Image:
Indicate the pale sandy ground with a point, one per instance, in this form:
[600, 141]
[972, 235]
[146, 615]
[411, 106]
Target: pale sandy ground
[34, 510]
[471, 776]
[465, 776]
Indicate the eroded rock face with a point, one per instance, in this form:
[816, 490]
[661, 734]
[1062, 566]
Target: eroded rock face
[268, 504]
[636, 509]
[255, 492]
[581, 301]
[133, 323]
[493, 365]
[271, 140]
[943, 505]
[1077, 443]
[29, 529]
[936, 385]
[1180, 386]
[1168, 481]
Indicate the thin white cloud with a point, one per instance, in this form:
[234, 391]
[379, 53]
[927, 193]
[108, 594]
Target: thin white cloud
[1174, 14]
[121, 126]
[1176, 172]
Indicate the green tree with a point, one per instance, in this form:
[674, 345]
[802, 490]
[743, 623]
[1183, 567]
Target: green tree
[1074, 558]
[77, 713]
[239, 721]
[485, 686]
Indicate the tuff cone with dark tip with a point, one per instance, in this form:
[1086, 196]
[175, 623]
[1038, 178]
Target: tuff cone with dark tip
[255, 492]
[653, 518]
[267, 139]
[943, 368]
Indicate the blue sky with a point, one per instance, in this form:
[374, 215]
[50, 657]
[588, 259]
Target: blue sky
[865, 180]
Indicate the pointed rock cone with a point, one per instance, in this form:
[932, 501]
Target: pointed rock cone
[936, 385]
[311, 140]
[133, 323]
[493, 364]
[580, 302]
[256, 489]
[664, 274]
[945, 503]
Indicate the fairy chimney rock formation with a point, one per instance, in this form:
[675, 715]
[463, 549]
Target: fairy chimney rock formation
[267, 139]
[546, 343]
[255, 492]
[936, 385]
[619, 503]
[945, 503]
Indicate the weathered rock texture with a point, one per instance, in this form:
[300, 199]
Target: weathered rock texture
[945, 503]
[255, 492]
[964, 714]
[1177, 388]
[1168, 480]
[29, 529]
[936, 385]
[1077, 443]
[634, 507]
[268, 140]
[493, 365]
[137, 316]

┄┄┄┄┄┄┄┄┄┄┄┄┄┄┄┄┄┄┄┄

§ WHAT TO DO
Rewrite all of the entries above with every occurrence of "rock" changed to "stone". Leave everything else as it is.

§ REPLY TO THE EXERCISE
Image:
Indicate the pale sandy ground with a point, one per instance, in this form:
[600, 141]
[972, 235]
[146, 615]
[411, 106]
Target: pale sandy ground
[34, 510]
[471, 776]
[465, 776]
Indicate the eroded stone face with a point, one per instance, in this form:
[816, 490]
[661, 734]
[1062, 566]
Target: eroded stone face
[268, 504]
[636, 509]
[255, 492]
[581, 301]
[133, 323]
[493, 365]
[271, 140]
[943, 505]
[1077, 443]
[29, 529]
[936, 385]
[1180, 386]
[1168, 481]
Indicate the thin white cloud with a point, one per instance, in this form:
[234, 391]
[379, 53]
[927, 193]
[108, 594]
Target: thin white cloud
[1174, 14]
[121, 126]
[1176, 172]
Indicate the green tree with a point, one per instance, in this form:
[674, 345]
[802, 490]
[743, 623]
[1183, 567]
Target: green tree
[1074, 558]
[77, 713]
[239, 721]
[485, 686]
Indicate the tuff cone with dark tip with a point, one per instance, in this form:
[1086, 196]
[175, 623]
[1038, 178]
Target: tuff cone with dark tip
[255, 492]
[653, 518]
[267, 139]
[943, 368]
Indicate the blue sky with a point, one per instance, in this form:
[374, 215]
[50, 657]
[588, 259]
Target: blue sky
[865, 180]
Indicate the pointed stone cone with a point, one per instance, in this form:
[932, 501]
Target: pointed stone cone
[936, 385]
[311, 140]
[133, 323]
[493, 364]
[580, 302]
[256, 489]
[664, 274]
[945, 503]
Indicate the fairy chimney stone formation with a point, one per instance, in this form:
[675, 715]
[463, 549]
Target: fairy chimney stone formation
[267, 139]
[546, 343]
[255, 492]
[936, 385]
[619, 503]
[945, 503]
Indicate the weathered stone texture with a point, one per instance, in this form:
[300, 199]
Target: weathered stone texture
[945, 503]
[255, 492]
[964, 714]
[1177, 388]
[1168, 480]
[29, 529]
[936, 385]
[1077, 443]
[634, 507]
[268, 140]
[493, 365]
[137, 316]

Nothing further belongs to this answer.